- [THE PROBLEM]:
Every line of the data below should be written out word for word.

Records from a collection
——

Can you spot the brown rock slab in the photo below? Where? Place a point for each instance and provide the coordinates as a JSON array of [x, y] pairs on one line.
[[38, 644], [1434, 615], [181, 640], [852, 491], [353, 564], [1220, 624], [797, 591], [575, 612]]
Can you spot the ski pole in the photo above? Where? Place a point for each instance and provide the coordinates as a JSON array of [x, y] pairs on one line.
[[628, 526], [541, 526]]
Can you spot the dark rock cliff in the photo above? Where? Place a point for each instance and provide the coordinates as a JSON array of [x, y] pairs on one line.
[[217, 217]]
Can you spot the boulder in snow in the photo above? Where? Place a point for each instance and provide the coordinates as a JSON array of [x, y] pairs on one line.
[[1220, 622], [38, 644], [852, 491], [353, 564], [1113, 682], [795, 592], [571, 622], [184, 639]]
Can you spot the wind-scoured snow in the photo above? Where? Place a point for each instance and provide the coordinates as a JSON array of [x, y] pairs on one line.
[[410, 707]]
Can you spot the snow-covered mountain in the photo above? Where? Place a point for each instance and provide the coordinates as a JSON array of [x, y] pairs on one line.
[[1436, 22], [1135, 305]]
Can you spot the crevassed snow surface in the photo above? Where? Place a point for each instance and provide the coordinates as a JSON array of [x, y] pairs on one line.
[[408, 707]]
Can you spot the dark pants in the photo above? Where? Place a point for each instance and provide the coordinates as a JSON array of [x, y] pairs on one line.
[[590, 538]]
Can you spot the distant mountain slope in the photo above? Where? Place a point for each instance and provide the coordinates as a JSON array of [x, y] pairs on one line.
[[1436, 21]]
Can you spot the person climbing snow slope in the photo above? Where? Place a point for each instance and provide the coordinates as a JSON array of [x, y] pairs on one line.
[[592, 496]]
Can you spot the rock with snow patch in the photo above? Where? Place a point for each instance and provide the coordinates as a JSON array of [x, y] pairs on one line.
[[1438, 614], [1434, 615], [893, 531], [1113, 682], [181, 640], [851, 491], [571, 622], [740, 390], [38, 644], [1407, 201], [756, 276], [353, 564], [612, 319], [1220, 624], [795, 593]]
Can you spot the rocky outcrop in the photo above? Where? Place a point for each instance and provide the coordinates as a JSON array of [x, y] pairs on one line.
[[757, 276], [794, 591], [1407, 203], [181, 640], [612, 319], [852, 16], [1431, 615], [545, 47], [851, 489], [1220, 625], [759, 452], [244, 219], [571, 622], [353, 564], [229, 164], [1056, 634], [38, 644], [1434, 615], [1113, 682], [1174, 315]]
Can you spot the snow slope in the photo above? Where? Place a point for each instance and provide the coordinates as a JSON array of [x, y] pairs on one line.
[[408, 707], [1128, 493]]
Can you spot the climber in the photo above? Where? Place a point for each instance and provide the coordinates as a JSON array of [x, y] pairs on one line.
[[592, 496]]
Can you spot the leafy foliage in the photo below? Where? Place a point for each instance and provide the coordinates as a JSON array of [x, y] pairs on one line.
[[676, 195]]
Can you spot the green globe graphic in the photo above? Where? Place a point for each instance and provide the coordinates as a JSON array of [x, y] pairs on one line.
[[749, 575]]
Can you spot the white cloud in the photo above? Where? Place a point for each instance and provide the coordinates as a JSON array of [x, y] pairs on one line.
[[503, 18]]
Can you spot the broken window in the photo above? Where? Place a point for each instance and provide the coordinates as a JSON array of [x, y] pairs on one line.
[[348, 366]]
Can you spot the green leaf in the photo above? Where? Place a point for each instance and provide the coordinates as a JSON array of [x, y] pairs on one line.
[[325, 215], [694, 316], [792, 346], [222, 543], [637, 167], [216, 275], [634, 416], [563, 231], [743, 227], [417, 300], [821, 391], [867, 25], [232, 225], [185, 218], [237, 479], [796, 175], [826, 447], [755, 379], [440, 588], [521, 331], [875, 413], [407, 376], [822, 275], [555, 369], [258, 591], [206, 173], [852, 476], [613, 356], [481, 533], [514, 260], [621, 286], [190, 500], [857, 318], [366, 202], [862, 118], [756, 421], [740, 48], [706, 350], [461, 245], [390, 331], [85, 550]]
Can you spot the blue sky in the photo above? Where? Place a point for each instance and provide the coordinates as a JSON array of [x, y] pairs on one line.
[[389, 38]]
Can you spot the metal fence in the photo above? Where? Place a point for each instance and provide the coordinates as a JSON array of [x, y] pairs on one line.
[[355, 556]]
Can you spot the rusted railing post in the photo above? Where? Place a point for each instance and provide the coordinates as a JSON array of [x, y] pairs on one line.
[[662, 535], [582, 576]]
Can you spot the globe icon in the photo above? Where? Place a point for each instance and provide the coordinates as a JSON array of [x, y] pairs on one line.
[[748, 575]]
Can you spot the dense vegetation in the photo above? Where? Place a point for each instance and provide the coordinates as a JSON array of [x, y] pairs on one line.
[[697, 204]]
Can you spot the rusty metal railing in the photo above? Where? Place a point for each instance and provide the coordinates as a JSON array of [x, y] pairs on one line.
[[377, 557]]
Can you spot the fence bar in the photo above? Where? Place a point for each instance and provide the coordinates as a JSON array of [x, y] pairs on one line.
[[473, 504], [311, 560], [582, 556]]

——

- [EXERCISE SOLUTION]:
Can you spot the brown rock slab in the photo below? Where? Place a point for each instance and provide the coordinates as a JSON array of [x, y] pairs on one line.
[[38, 644], [1434, 615], [181, 640], [852, 491], [353, 564], [1220, 624], [797, 591], [575, 612]]
Can you spot the ski pole in the photo above? Where? Place a point for each instance and provide the coordinates as a JSON array of [x, y] pairs on one line.
[[628, 526], [541, 526]]
Can you spot the dark rock cliff in the photo above? Where? Place a point for each instance and provide the coordinates as a JSON array of [x, y] pairs on one line.
[[217, 217]]
Can you spot the boulder in snow in the photo above? Where? Place a point for each instance and provide the coordinates as a JSON array of [x, y] pairs on one line.
[[1220, 622], [38, 644], [852, 491], [353, 564], [1113, 682], [795, 592], [571, 622], [184, 639]]
Can you spot the wind-scoured snow in the photo above? Where? Place a point for each instance and provide the coordinates as a JSON array of [x, y] pairs on one line.
[[410, 707]]
Can you spot the snow-covered mountain in the photo above? Where? Place a point for each instance and provide the coordinates as a JSON array of [x, y] pairs on one line.
[[1436, 22], [1135, 305]]
Can you spot the crevassed snow surface in the photo above? Where? Place a point for each instance and provide the coordinates as a JSON array of [x, y] pairs on one line.
[[408, 707]]
Can you spot the dark pants in the photo above? Where? Place a point for each instance and provide the coordinates as a JSON array of [x, y] pairs on one line.
[[590, 538]]
Can you spot the distant mountain slope in the photo above? Where? Place a point for each instance and provide the coordinates as a JSON array of [x, y] pairs on one line.
[[1436, 21]]
Can you spot the person climbing snow slope in the photo above? Where? Place a point for each instance and provide the coordinates as a JSON array of [x, y] pairs on one line.
[[592, 496]]
Can you spot the rock with snow patch in the photo above? Where? Place a point for each instance and provide the coordinates as a JSON array of [x, y] pairs on one line.
[[1438, 614], [1434, 615], [893, 531], [1113, 682], [181, 640], [851, 491], [571, 622], [740, 390], [38, 644], [1407, 201], [756, 276], [353, 564], [612, 319], [1220, 624], [795, 593]]
Can you spot the rocky outcrop in the photo above? Where? Place a point for each instance and provide the coordinates as a JSON array of [x, y] pairs on one line.
[[757, 276], [794, 591], [1407, 203], [181, 640], [612, 319], [852, 16], [1431, 615], [545, 47], [851, 489], [1220, 625], [759, 452], [244, 219], [571, 622], [353, 564], [229, 164], [1056, 634], [38, 644], [1434, 615], [1113, 682], [1174, 315]]
Can you spot the snow slope in the photo above? Where? Place a point for each instance and provide the coordinates as a JSON array of [x, y] pairs on one line.
[[408, 707], [1128, 493]]
Can you spot the climber in the photo above? Where? Place a point for each instance and provide the coordinates as a JSON array of [x, y] pairs on one line.
[[592, 496]]
Can you spot the leafy foliage in the photo below? Where? Place a point for each instance and provide the coordinates as a JSON array of [x, y] pairs on one line.
[[676, 195]]
Can you spot the green globe graphic in the photo above? Where? Place a point for each instance and provide the coordinates as a JSON array of [x, y] pairs on one line.
[[749, 575]]
Can you spot the white cloud in the photo above? Where? Place a point for each instance and provide the coordinates as a JSON array of [x, y] pairs on one line.
[[503, 18]]
Can you spot the broken window in the photo above? Where? Place a point for each instance and provide the coordinates as a JSON array of [x, y] pairs on one line.
[[348, 366]]
Can you spot the green leaf in the photo above? Where? Place a point for each instance and provide the coordinates as a JSON array of [x, y] pairs on one line.
[[325, 215], [694, 316], [792, 346], [222, 543], [637, 167], [216, 275], [634, 416], [563, 231], [743, 227], [417, 300], [821, 391], [867, 25], [232, 225], [185, 218], [237, 479], [796, 175], [826, 447], [755, 379], [440, 588], [521, 331], [875, 413], [407, 376], [822, 275], [555, 369], [258, 591], [206, 173], [852, 476], [613, 356], [481, 533], [514, 260], [621, 286], [190, 500], [857, 318], [366, 202], [862, 118], [756, 421], [740, 48], [706, 350], [461, 245], [390, 331], [85, 550]]
Can you spot the blue sky in the photo above? Where? Place a point for each instance and provide the coordinates as a JSON array of [x, y] pairs on one line.
[[389, 38]]
Can you spot the metal fence in the photo above? Where? Place a point for each instance and provide the coordinates as a JSON array of [x, y] pairs on one line.
[[355, 556]]
Can you spot the rusted railing post in the photo above? Where? Place a point for each instance and provide the coordinates as a JSON array of [x, y] pairs on one line.
[[662, 535], [582, 576]]
Can you spot the globe icon in the photo above? Where? Place a point for each instance and provide the coordinates as a JSON array of [x, y] pairs on one line.
[[748, 575]]
Can you spot the dense vegetation in the photo above? Where? Place a point for each instance and provide the coordinates as a JSON array of [x, y] pairs on one line.
[[697, 204]]
Can you spot the rusty metal railing in the photo above? Where? Place a point for each instance and provide the coordinates as a JSON array of [x, y] pairs on one line.
[[377, 557]]
Can you spot the fence bar in the photo above? Where? Place a point for each instance and provide the coordinates as a JSON array of [x, y] pairs on one line.
[[473, 504], [311, 560], [582, 556]]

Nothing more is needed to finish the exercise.